___ TEXTAUSZUG
Sammet, (lat. sametum, samit, samis examitum franz. velours engl. velvet; ital.: velluto; span. terciopelo); ein Gewebe, das wie Velpel oder Plüsch aus zwei Ketten besteht, von denen die erste die Grund- und Unterkette, die zweite die Flor-, Poil-, Pol-, oder Sammetkette genannt wird. Durch die Grundkette mit dem Einschlage entstehen die gewöhnlichen Webarten Taffet, Köper oder Atlas, wonach der Sammet zunächst technisch unterschieden wird. Die darüber auf besonderem Baum sich befindliche Polkette, deren Fäden durch die Schaftlitzen und das Riet ganz gieichmässig zwischen die Grundfäden verteilt sind, wird durch einen besonderen Tritt aufgehoben und in das so gebildete Fach legt man eine Nadel oder Rute. Ist hiernach die Polkette niedergezogen, d. h. wieder unter die Grundkette gebracht, so haben sich sämtliche Polfäden in Schleifen um die Ruten gelegt, wodurch die Noppen entstehen. Hat man die Polkette durch mehrere Schussfäden wieder mit der Grrundkette gebunden, so legt man eine neue Rute ein und so entstehen je nach der
Zahl der eingelegten Ruten die einzelnen Reihen der Noppen. Die Entfernung der Ruten aus dem
Gewebe geschieht entweder dadurch, dass sie herausgeschnitten oder herausgezogen werden, wonach man den Sammet als geschnittenen (Velours coupé) und gezogenen oder ungeschnittenen (Velours frisés) bezeichnet. Die Ruten unterscheiden sich in Sammet- und in Setzruten; letztere sind im Verhältnis zu ersteren dünner und höher und werden gewöhnlich bei sehr hohem Flor (Moleskin), bei fassoniertem Sammet und bei leichten Sammetbändern mit Schlingfaden angewandt. Das Aufschneiden der Noppen geschieht mit dem Dreget, einem zugespitzten, hakenförmigen Messer, das in der Vertiefung der Rute entlang gezogen wird. (Vgl. hierzu Fig. 11-18 auf Tafel XVI).
______
§ GESTELLTE AUFGABE A: Welche gewöhnlichen Webarten entstehen laut dem Artikel über Sammet durch die Grundkette mit dem Einschlag? Nenne alle.
___ AUFGABENMATERIAL
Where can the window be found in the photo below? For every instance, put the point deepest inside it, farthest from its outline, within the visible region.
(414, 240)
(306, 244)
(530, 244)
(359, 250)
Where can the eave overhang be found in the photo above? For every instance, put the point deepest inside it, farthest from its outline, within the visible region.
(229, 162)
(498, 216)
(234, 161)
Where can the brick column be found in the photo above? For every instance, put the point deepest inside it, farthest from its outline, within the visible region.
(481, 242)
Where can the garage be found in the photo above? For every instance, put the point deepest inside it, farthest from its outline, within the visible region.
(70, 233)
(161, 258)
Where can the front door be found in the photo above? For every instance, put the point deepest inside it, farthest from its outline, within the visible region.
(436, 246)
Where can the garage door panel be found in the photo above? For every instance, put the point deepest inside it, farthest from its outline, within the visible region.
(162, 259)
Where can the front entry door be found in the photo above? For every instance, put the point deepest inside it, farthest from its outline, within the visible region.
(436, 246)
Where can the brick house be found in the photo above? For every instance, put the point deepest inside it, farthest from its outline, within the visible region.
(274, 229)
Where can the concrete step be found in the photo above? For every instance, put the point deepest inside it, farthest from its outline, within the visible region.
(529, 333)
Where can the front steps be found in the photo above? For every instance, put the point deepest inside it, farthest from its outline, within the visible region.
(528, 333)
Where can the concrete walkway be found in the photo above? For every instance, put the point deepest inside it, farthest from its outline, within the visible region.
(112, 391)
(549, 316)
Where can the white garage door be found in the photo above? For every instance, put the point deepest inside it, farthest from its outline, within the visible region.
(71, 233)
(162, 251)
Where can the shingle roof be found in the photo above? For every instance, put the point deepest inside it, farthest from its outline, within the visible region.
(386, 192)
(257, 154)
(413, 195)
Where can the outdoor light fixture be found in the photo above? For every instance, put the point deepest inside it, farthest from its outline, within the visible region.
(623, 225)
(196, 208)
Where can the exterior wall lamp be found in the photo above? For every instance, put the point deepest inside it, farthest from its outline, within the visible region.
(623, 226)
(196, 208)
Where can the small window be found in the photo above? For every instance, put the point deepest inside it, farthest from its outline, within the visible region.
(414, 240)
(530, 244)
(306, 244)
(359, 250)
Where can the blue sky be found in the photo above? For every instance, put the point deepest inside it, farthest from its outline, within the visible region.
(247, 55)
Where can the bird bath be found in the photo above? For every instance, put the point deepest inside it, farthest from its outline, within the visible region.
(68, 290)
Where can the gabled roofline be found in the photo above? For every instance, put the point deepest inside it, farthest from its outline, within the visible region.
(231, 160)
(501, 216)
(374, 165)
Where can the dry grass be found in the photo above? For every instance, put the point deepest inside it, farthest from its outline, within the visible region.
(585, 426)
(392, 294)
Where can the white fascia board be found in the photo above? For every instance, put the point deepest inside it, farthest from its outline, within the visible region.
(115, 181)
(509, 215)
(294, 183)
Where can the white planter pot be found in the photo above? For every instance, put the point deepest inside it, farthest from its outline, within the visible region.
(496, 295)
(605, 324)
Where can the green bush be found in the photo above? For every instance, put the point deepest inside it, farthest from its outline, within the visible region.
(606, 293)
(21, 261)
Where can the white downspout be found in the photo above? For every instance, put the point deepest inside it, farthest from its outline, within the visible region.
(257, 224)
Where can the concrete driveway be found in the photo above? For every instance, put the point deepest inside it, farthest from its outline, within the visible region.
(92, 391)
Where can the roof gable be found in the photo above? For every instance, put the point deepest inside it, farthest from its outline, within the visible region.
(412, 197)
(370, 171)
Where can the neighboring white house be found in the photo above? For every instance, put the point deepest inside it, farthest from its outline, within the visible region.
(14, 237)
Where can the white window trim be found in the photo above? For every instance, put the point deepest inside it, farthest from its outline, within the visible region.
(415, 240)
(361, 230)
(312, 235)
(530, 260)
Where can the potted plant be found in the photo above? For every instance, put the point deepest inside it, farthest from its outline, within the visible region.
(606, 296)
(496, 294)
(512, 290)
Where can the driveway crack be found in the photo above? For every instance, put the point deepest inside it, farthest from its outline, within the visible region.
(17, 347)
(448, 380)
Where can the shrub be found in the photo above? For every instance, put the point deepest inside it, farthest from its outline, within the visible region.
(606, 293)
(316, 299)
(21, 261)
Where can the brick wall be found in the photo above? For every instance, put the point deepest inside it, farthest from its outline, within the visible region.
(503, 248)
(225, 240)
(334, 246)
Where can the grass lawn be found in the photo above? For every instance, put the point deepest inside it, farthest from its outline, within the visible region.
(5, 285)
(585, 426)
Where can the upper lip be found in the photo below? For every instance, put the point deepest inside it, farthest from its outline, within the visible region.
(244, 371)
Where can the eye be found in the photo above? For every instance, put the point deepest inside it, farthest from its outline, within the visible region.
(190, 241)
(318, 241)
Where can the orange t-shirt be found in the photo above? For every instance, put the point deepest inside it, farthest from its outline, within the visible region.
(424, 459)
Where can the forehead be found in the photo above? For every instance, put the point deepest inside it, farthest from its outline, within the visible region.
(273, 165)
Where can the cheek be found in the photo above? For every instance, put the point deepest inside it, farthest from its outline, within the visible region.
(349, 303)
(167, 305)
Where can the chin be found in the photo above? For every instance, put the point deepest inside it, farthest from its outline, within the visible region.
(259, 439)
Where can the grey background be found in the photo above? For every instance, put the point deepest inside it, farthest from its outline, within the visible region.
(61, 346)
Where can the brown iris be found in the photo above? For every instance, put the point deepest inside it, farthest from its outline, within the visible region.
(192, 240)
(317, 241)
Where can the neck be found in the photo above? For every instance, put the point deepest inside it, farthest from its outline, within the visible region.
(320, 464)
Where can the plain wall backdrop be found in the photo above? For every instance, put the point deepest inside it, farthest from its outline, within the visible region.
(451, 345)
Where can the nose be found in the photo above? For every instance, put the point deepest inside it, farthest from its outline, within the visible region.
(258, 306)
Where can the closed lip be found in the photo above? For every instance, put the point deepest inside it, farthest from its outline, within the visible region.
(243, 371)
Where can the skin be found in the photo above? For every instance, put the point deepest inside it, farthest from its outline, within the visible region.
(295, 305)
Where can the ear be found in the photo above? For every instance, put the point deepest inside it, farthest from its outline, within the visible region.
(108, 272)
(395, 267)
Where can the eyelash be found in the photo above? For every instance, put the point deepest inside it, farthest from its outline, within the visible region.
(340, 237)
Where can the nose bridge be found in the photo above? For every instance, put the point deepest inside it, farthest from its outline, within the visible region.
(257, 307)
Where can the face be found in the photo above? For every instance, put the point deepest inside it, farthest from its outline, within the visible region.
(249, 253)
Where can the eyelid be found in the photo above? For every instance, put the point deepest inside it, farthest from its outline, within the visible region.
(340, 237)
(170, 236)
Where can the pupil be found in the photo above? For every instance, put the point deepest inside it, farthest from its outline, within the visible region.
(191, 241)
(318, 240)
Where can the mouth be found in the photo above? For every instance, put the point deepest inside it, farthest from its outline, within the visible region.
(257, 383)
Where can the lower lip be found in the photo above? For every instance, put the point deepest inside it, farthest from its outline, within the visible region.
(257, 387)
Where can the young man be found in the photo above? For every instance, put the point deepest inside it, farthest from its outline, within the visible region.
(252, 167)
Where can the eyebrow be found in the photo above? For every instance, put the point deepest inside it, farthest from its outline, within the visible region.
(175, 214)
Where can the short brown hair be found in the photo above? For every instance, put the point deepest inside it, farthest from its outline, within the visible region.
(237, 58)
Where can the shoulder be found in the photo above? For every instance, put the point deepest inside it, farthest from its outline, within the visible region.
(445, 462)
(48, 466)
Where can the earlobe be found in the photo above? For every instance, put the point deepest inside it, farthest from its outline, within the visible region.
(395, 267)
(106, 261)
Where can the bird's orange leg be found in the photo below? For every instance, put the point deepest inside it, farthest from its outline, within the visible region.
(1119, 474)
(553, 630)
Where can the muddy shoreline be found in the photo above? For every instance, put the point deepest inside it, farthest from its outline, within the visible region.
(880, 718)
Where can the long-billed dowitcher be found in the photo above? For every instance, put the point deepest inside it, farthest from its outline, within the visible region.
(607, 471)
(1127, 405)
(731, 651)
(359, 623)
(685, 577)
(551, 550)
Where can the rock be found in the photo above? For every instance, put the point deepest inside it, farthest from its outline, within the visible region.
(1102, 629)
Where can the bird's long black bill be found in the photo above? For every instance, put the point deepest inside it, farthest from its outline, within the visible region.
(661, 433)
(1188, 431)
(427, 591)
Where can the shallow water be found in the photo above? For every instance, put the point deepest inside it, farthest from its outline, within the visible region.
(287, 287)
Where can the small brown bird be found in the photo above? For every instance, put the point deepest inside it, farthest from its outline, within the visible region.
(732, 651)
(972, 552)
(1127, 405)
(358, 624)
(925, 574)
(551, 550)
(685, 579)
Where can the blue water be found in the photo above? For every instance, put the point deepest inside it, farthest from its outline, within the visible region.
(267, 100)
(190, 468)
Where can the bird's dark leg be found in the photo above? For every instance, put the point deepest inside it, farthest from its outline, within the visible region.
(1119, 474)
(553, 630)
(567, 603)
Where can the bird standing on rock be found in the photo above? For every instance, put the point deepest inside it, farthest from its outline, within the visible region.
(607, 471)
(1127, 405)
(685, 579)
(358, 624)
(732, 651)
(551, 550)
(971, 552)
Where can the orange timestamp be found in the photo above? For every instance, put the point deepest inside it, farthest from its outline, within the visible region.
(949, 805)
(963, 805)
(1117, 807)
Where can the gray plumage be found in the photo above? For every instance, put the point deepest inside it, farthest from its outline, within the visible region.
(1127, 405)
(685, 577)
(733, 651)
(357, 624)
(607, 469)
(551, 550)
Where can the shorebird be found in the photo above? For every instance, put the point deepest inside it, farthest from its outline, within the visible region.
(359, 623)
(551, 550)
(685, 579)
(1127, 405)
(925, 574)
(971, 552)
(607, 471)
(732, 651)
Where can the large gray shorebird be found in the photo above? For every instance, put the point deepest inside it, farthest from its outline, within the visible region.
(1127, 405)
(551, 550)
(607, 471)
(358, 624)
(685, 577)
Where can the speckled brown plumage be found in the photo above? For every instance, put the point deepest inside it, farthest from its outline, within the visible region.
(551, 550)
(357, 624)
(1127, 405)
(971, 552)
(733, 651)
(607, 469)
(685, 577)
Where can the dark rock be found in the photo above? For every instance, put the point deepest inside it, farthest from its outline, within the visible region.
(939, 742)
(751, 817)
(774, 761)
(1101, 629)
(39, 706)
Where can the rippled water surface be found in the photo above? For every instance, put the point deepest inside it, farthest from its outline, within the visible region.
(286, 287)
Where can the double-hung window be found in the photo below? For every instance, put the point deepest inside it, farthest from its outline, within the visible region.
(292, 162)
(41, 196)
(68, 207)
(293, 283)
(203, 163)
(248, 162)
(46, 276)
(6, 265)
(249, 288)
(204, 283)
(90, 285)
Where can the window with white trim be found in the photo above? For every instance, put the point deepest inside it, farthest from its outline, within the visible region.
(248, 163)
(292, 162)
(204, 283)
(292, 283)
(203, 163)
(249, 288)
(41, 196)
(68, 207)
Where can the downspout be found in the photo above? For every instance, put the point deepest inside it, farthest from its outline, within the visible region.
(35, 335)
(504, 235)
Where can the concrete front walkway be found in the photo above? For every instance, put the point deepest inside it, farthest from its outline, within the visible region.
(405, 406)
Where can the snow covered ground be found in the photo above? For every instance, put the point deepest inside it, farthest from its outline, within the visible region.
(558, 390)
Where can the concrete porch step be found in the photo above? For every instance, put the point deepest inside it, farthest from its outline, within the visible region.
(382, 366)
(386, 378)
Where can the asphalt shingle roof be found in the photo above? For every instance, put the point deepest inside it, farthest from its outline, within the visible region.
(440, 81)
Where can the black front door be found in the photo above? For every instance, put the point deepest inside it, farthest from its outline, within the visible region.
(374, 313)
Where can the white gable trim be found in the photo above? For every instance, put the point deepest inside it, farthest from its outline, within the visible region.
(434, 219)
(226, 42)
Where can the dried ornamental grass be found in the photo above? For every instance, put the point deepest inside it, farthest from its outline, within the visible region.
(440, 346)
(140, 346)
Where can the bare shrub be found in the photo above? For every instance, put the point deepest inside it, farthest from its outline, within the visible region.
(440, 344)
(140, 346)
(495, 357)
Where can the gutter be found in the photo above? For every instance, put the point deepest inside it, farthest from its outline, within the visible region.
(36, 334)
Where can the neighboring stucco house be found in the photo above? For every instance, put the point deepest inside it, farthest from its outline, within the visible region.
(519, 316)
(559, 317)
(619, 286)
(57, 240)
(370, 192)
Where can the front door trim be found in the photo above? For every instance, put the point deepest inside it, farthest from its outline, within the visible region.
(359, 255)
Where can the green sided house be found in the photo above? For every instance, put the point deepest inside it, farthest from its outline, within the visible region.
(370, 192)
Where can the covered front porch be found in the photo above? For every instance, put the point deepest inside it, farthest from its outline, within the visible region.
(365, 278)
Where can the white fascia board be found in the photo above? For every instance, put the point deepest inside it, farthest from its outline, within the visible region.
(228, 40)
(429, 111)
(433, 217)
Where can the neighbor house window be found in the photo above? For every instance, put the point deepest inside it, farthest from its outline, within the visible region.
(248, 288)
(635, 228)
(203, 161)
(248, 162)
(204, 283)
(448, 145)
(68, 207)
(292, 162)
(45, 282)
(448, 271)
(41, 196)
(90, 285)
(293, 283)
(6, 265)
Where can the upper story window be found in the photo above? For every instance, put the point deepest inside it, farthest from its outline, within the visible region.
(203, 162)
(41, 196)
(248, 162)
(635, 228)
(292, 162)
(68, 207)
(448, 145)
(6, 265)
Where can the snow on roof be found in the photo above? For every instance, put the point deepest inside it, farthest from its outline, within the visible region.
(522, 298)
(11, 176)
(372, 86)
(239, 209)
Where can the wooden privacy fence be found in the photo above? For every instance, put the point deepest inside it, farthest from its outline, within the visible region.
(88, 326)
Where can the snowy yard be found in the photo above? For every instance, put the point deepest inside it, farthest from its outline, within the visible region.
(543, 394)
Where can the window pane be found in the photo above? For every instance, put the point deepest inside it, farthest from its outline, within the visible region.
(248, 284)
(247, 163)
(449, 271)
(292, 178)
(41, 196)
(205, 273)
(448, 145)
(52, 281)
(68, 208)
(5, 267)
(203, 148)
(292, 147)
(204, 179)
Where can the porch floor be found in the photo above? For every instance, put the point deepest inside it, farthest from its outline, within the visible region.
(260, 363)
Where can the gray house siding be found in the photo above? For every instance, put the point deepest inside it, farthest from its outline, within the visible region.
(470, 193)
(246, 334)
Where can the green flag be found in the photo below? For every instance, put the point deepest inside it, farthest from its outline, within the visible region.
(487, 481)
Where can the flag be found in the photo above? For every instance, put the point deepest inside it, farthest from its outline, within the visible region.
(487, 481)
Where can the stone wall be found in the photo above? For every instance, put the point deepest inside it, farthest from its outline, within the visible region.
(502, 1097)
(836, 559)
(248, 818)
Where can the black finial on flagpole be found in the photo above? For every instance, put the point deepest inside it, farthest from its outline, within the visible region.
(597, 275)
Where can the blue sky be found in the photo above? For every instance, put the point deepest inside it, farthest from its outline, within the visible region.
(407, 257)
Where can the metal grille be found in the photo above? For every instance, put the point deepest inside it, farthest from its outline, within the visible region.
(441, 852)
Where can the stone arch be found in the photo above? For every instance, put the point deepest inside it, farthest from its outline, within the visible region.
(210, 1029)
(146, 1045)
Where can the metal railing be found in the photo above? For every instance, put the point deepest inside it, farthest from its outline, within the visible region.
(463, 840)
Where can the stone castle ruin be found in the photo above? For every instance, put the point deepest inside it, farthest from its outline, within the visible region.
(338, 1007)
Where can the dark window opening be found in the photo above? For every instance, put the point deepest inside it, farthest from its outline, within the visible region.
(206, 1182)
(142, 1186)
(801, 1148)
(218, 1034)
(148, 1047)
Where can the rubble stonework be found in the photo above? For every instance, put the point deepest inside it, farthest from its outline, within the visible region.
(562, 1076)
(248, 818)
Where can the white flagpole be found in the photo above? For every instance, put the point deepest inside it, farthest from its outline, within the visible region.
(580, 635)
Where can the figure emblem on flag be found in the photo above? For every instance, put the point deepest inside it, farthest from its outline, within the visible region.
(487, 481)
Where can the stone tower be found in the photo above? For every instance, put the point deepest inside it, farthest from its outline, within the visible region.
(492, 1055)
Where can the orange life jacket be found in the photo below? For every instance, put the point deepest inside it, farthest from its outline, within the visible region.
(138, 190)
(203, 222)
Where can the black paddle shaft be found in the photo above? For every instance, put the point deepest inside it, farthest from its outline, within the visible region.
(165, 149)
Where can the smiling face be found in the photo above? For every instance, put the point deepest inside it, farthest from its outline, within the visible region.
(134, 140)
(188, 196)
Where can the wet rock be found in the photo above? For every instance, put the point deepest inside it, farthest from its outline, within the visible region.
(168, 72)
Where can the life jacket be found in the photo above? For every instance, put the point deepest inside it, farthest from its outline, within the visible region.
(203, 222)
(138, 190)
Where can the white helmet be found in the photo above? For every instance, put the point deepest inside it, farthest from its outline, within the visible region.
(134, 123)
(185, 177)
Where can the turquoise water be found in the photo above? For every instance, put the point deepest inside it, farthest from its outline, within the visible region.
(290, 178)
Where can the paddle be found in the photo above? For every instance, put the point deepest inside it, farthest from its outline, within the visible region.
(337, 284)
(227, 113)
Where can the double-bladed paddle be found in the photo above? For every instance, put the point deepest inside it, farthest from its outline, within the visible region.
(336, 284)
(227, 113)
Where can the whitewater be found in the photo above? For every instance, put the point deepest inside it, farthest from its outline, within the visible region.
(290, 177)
______
§ GESTELLTE AUFGABE B: Schreib aus den Datenzeilen oben die Zeilen von der Zeile mit „Where can the long-billed“ bis einschließlich der Zeile mit „(1102, 629)“ unverändert noch einmal ab.

§ RICHTIGE ANTWORT A: Taffet, Köper, Atlas

§ RICHTIGE ANTWORT B:
Where can the long-billed dowitcher be found in the photo above? For every instance, put the point deepest inside it, farthest from its outline, within the visible region.
(607, 471)
(1127, 405)
(731, 651)
(359, 623)
(685, 577)
(551, 550)
Where can the rock be found in the photo above? For every instance, put the point deepest inside it, farthest from its outline, within the visible region.
(1102, 629)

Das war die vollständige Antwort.